## LISTA DE TAREFAS
(1) Resuma o trecho selecionado em duas frases.
(2) Nos registros, comece pela linha que contém "Batch job spec — class: high-rise" e termine depois da linha que contém "303, 537, 450, 669". Reescreva essas linhas substituindo "high-rise building" por "tall building" e mantendo todo o resto inalterado.

## TRECHO SELECIONADO

^^^^

Redação

O Brasil precisa de liderança, e o posto hoje está vago. A opinião é do ex-presidente Fernando Henrique Cardoso (PSDB), que governou de 1995 a 2002. Para ele, o comportamento de Jair Bolsonaro, que insultou a repórter da Folha Patrícia Campos Mello, foi “inaceitável”. O atual titular do Planalto precisa se comportar como um presidente, avalia FHC.

Ele descarta risco institucional. Afirma, contudo, que “o alarme precisa ser dado” porque a polarização vigente no país ameaça a democracia —e aponta para a rejeição à corrupção e ao PT como ponto de partida do debate atual. No seu campo político, de olho no Planalto em 2022, ele elogia o governador Eduardo Leite (PSDB-RS) pela gestão e pela juventude (34 anos).

^^^^

## MATERIAIS FORNECIDOS
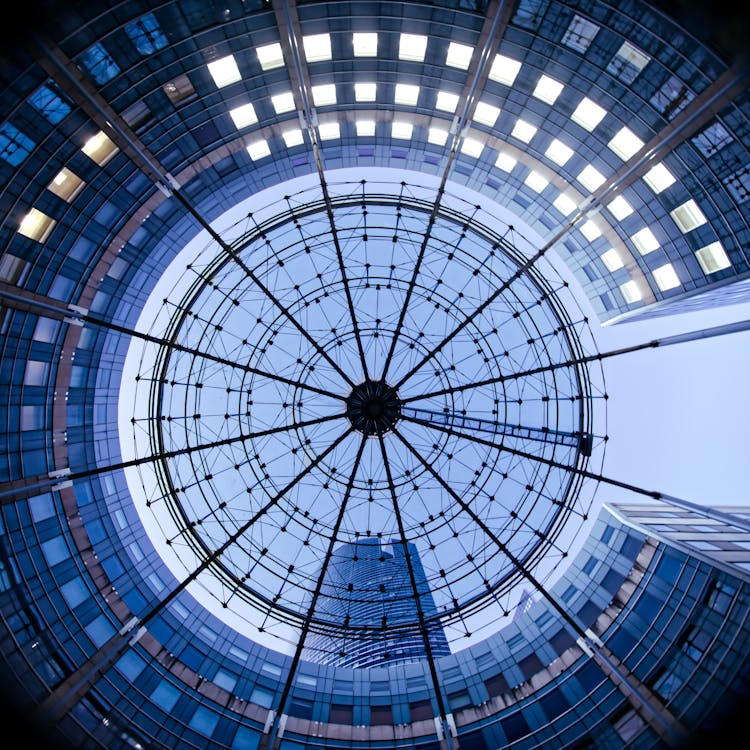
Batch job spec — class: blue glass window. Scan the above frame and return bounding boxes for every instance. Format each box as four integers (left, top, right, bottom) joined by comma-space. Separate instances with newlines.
29, 82, 71, 125
78, 44, 120, 84
125, 13, 167, 55
0, 122, 36, 167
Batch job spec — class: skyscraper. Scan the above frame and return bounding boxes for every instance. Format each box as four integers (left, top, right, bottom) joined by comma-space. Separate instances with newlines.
305, 537, 450, 668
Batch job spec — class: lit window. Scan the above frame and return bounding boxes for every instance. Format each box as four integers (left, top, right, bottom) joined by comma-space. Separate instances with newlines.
354, 83, 377, 102
271, 91, 294, 115
391, 120, 414, 141
511, 120, 536, 143
302, 34, 332, 62
630, 227, 659, 255
544, 138, 573, 167
654, 263, 680, 292
560, 13, 599, 52
398, 34, 427, 62
669, 199, 707, 233
356, 120, 375, 136
207, 55, 242, 88
435, 91, 458, 112
229, 102, 258, 129
81, 130, 120, 167
599, 247, 625, 271
18, 208, 56, 242
445, 42, 474, 70
312, 83, 336, 107
281, 128, 305, 148
474, 102, 500, 127
570, 97, 607, 131
532, 75, 563, 104
489, 55, 521, 86
255, 42, 284, 70
607, 195, 633, 221
607, 128, 643, 160
394, 83, 419, 107
577, 164, 604, 190
0, 122, 36, 167
47, 167, 86, 202
695, 242, 732, 274
318, 122, 341, 141
580, 219, 602, 242
643, 164, 675, 193
620, 280, 643, 305
461, 136, 484, 159
523, 169, 549, 193
552, 193, 576, 216
352, 32, 378, 57
247, 138, 271, 161
495, 151, 518, 172
427, 128, 448, 146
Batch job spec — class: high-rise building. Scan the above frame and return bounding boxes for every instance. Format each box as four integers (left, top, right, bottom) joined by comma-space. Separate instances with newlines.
0, 0, 750, 750
303, 537, 450, 669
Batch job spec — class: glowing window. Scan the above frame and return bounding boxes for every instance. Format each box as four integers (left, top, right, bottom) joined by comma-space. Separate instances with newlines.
435, 91, 458, 112
356, 120, 375, 136
391, 120, 414, 141
669, 199, 707, 233
318, 122, 341, 141
445, 42, 474, 70
552, 193, 576, 216
81, 130, 120, 167
474, 102, 500, 127
461, 136, 484, 159
695, 242, 732, 274
570, 97, 607, 131
47, 167, 86, 203
18, 208, 56, 242
599, 247, 625, 271
352, 32, 378, 57
576, 164, 604, 190
544, 138, 573, 167
620, 279, 643, 304
271, 91, 294, 115
531, 75, 563, 104
607, 195, 633, 221
630, 227, 659, 255
607, 128, 643, 160
206, 55, 242, 88
523, 169, 549, 193
229, 102, 258, 130
654, 263, 680, 292
394, 83, 419, 107
643, 164, 675, 193
511, 120, 537, 143
427, 128, 448, 146
255, 42, 284, 70
246, 138, 271, 161
312, 83, 336, 107
489, 55, 521, 86
354, 83, 377, 102
302, 34, 332, 62
281, 128, 305, 148
398, 34, 427, 62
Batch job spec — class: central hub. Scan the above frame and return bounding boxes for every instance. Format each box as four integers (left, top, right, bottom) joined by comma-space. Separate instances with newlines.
346, 380, 401, 436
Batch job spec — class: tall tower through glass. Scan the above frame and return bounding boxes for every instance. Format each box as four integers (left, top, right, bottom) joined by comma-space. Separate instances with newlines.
304, 537, 450, 668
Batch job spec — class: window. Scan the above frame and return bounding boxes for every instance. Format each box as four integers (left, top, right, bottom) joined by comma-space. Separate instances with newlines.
0, 122, 36, 167
560, 14, 599, 52
695, 242, 732, 274
125, 13, 167, 55
206, 55, 242, 88
29, 81, 71, 125
77, 43, 120, 85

^^^^

## RESPOSTAS POR TAREFA
(1) O ex-presidente Fernando Henrique Cardoso (PSDB) avalia que o Brasil precisa de liderança, que esse posto está hoje vago e que foi inaceitável o comportamento de Jair Bolsonaro ao insultar a repórter Patrícia Campos Mello. Embora descarte risco institucional, ele afirma que a polarização no país ameaça a democracia e elogia o governador Eduardo Leite (PSDB-RS) pela gestão e pela juventude.

(2)
Batch job spec — class: tall building. Scan the above frame and return bounding boxes for every instance. Format each box as four integers (left, top, right, bottom) joined by comma-space. Separate instances with newlines.
0, 0, 750, 750
303, 537, 450, 669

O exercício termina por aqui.